- Texto fornecido:

+ + + + + + +

Era poeta? Esta é a pergunta que se fazem aqueles que ouvem falar de Também eu danço, de Hannah Arendt (em boa tradução de Daniel Arelli — ele mesmo poeta e filósofo — a levar em consideração aspectos linguísticos desses textos, em especial suas paronomásias e fluidez). Esses versos foram ou não foram feitos para chegar à esfera pública? E agora que chegaram, como ler esses textos?
Há pelo menos três dimensões que se tensionam quando um poema surge. Tradição (os mortos), técnica (a mão) e expressão (o diafragma, ou vá lá saber o que é que inspira, expira e projeta algo para dentro e fora de nós). Em outras palavras, poetas precisam de ouvido, destreza e fôlego. Pelo menos uma dessas coisas. Do primeiro tipo surgem os elegíacos, os arquivistas e os literatos; do segundo, os formalistas e os experimentais; do terceiro, os sentimentais e os de língua ferina. Às vezes se misturam duas ou três dessas dimensões e surgem os mais estranhos e inclassificáveis.
O que dizer sobre a poesia de Hannah Arendt, quando tanto já tem sido dito por seus leitores mais dedicados, que relacionaram esses versos com sua filosofia política e sobretudo com seu pensamento sobre a obra de arte (como o posfácio de Irmela von der Lühe, que acompanha a edição brasileira também)? Dizer que eles têm ou não têm técnica? Que colhem ou não colhem de uma determinada tradição lírica e romântica? Que têm ou não têm fôlego?
Tenho seus versos diante de mim como se se interpusesse entre eles e minhas mãos uma cortina de véus — é difícil não ler essas páginas e procurar, nelas, o que já sabemos sobre Hannah Arendt.
Como ler?
Mas só começamos a ler um poema verdadeiramente quando ocupamos uma posição de não-saber. Por quê? Ao invés de respondê-lo, retomo a questão “era poeta?” transmutada na seguinte: como ler Hannah Arendt para além de Hannah Arendt? Como ler essa poesia apesar do que conhecemos de sua teoria?
Começo de um ponto qualquer. Começo do que escuto. O eco nos poemas de juventude (1923-1926), que marca uma presença mais tímida nos de maturidade (1942-1961). Como no poema Sonho [Traum], em que a dança se repete por suas duas estrofes, transmutando o brilho da poeta por todo o percurso. Quando um eco acontece? Quando podemos escutar a reflexão das ondas sonoras. Quer dizer, em espaços amplos e vazios.
Pés flutuando em brilho patético. [pathetischem Glanze]
Eu mesma,
também eu danço [ich tanze]
livre do peso
no escuro, no imenso.
Espaços cerrados de eras passadas
distâncias trilhadas
solidões dissipadas
começam a dançar, a dançar. [zu tanzen, zu tanzen]
Eu mesma,
também eu danço.

+ + + + + + +

- A listagem:
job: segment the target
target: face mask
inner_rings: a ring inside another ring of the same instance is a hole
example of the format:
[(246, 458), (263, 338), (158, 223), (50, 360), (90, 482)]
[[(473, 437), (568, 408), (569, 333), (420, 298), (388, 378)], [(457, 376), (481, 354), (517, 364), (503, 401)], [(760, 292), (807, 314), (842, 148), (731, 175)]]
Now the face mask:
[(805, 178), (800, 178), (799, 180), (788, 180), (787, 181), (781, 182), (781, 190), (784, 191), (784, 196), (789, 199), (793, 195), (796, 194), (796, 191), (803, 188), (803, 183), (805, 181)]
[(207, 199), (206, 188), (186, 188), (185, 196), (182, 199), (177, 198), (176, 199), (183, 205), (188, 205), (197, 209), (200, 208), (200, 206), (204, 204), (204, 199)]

+ + + + + + +

- Enunciado A: Reproduza fielmente o trecho do texto sobre a poesia de Hannah Arendt que vai de "Pés flutuando em" a "também eu danço.", inclusive.
- Enunciado B: Transcreva sem alterações as linhas da listagem desde o início até a linha que contém "Now the face", inclusive.

- Resolução comentada A:
Pés flutuando em brilho patético. [pathetischem Glanze]
Eu mesma,
também eu danço [ich tanze]
livre do peso
no escuro, no imenso.
Espaços cerrados de eras passadas
distâncias trilhadas
solidões dissipadas
começam a dançar, a dançar. [zu tanzen, zu tanzen]
Eu mesma,
também eu danço.

- Resolução comentada B:
job: segment the target
target: face mask
inner_rings: a ring inside another ring of the same instance is a hole
example of the format:
[(246, 458), (263, 338), (158, 223), (50, 360), (90, 482)]
[[(473, 437), (568, 408), (569, 333), (420, 298), (388, 378)], [(457, 376), (481, 354), (517, 364), (503, 401)], [(760, 292), (807, 314), (842, 148), (731, 175)]]
Now the face mask:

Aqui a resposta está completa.